**Given records:**

□ □ □ □ □ □ □

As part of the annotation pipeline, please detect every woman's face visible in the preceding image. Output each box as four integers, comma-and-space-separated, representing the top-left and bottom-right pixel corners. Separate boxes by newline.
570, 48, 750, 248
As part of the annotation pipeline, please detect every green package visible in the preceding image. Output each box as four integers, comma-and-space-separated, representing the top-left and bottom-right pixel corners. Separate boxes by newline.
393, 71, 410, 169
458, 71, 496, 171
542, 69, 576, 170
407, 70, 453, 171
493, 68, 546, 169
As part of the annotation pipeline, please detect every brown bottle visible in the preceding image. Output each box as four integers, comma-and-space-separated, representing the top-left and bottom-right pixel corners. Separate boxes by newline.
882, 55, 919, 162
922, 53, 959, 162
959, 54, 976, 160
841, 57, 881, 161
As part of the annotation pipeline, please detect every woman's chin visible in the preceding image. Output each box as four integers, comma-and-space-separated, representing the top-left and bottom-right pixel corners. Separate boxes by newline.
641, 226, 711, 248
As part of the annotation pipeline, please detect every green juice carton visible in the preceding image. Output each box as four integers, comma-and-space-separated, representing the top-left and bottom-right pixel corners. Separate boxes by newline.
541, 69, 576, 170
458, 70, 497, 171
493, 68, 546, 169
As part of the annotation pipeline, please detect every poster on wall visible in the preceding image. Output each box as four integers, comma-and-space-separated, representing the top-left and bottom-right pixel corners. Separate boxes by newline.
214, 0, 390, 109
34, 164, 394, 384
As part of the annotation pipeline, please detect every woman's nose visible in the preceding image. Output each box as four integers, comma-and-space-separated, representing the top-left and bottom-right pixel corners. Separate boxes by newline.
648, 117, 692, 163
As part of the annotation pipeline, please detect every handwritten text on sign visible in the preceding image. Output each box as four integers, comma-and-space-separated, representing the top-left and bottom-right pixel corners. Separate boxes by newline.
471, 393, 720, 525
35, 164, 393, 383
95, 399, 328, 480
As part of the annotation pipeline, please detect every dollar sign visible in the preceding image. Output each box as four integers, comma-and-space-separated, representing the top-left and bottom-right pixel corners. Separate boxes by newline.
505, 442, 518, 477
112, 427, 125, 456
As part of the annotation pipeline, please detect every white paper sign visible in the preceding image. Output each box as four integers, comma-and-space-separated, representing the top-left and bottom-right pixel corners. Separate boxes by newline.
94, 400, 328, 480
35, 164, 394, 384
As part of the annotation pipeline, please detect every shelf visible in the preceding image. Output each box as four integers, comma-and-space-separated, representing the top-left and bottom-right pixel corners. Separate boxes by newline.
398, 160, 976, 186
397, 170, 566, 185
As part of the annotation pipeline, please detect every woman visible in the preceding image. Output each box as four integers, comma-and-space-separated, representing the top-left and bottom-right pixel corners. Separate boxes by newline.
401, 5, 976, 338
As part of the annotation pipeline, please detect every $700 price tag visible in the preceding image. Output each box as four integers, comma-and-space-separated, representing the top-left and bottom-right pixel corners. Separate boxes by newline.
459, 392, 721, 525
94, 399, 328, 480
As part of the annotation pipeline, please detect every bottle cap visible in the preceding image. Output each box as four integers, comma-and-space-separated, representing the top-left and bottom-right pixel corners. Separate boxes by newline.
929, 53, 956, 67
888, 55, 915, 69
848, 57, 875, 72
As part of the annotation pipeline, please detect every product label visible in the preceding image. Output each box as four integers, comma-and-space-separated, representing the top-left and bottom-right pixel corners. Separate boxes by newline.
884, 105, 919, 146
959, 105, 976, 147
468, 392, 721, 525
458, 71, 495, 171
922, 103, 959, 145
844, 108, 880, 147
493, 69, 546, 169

□ □ □ □ □ □ □

**Written request:** Please put every line of the data above into a Markdown table with the columns No. and Data line, numbering the rows and leaving out blank lines.

**Written response:**
| No. | Data line |
|---|---|
| 1 | As part of the annotation pipeline, please detect every woman's face visible in the preceding image. Output each box as four integers, comma-and-space-separated, representing the top-left and bottom-right pixel corners. Separate boxes by newline. |
| 2 | 570, 48, 750, 248 |
| 3 | As part of the annotation pipeline, please detect every green package visible in the preceding image. Output each box as four integers, comma-and-space-separated, representing the top-left and bottom-right pixel corners. Separate boxes by newline. |
| 4 | 393, 71, 410, 169 |
| 5 | 458, 71, 496, 171 |
| 6 | 542, 69, 576, 170 |
| 7 | 407, 70, 453, 171 |
| 8 | 493, 68, 546, 169 |
| 9 | As part of the annotation pipeline, please detect every brown bottle visible in the preceding image. Output each box as four integers, comma-and-space-separated, representing the top-left and bottom-right pixel corners. Separate boxes by newline. |
| 10 | 882, 55, 919, 162 |
| 11 | 922, 53, 959, 162 |
| 12 | 959, 54, 976, 160 |
| 13 | 841, 57, 881, 161 |
| 14 | As part of the annotation pipeline, please detect every woman's chin visible in the preceding image. Output each box as four integers, comma-and-space-separated, representing the top-left and bottom-right pixel corners. Separate boxes by newline. |
| 15 | 641, 226, 711, 248 |
| 16 | As part of the annotation pipeline, please detect every green juice carton visible in the preceding image. Output each box as four integers, comma-and-space-separated, representing the top-left and bottom-right pixel corners. Separate boxes by newline. |
| 17 | 541, 69, 576, 170 |
| 18 | 458, 70, 497, 171 |
| 19 | 493, 68, 546, 169 |
| 20 | As part of the annotation pipeline, please detect every poster on wall visible in the preceding image. Output each box as four integers, comma-and-space-separated, representing the top-left and bottom-right pixel corners. Separate boxes by newline. |
| 21 | 214, 0, 390, 109 |
| 22 | 34, 164, 394, 384 |
| 23 | As part of the annotation pipeline, please detect every woman's nose visible in the preceding image. Output each box as four integers, comma-and-space-separated, representing the top-left and bottom-right pixel corners. Separate boxes by newline. |
| 24 | 648, 117, 692, 163 |
| 25 | As part of the annotation pipeline, please detect every handwritten text on sign visible in the preceding image. Output each box as four integers, comma-and-space-separated, representing the top-left and bottom-right pixel corners. Separate boxes by newline. |
| 26 | 471, 393, 720, 525 |
| 27 | 35, 164, 393, 383 |
| 28 | 95, 399, 328, 480 |
| 29 | As part of the annotation pipeline, please detect every dollar sign visible in the preceding image. Output each box as four integers, comma-and-space-separated, representing the top-left and bottom-right pixel corners. Separate boxes by newline. |
| 30 | 505, 442, 518, 477 |
| 31 | 112, 427, 125, 456 |
| 32 | As part of the annotation pipeline, please detect every white paper sign visible in the preceding image. Output each box as four integers, comma-and-space-separated, representing the top-left and bottom-right pixel corners. Separate boxes by newline. |
| 33 | 94, 400, 328, 480 |
| 34 | 35, 164, 394, 384 |
| 35 | As part of the annotation pipeline, please detect every shelf visible in the preceding image. Output each box as four integers, comma-and-space-separated, representing the top-left and bottom-right pixel corners. Separate boxes by newline. |
| 36 | 398, 160, 976, 186 |
| 37 | 397, 170, 566, 185 |
| 38 | As part of the annotation pipeline, please detect every woman visible in the preceding image. Output each box as four integers, comma-and-space-separated, representing the top-left and bottom-right pixel corners. Separate boxes by newline. |
| 39 | 401, 5, 976, 338 |
| 40 | As part of the annotation pipeline, please detect every $700 price tag visible in the preceding image. Output each box as four integers, comma-and-space-separated, representing the top-left and bottom-right pixel corners. Separate boxes by newline. |
| 41 | 459, 392, 721, 525 |
| 42 | 94, 399, 328, 480 |
| 43 | As part of the annotation pipeline, please detect every bottle cap visible in the preceding image. Output each box as four integers, comma-and-space-separated, representing the top-left and bottom-right pixel corners. Separate boxes by newline. |
| 44 | 929, 53, 956, 67 |
| 45 | 888, 55, 915, 69 |
| 46 | 848, 57, 875, 72 |
| 47 | As part of the annotation pipeline, please detect every product label visible in the preceding image. Output each box as four integers, comma-and-space-separated, representing the top-left and bottom-right pixel corners. Separate boxes by newline. |
| 48 | 884, 105, 919, 146 |
| 49 | 959, 105, 976, 147 |
| 50 | 468, 392, 721, 525 |
| 51 | 458, 71, 495, 171 |
| 52 | 922, 103, 959, 145 |
| 53 | 844, 108, 880, 147 |
| 54 | 493, 69, 546, 169 |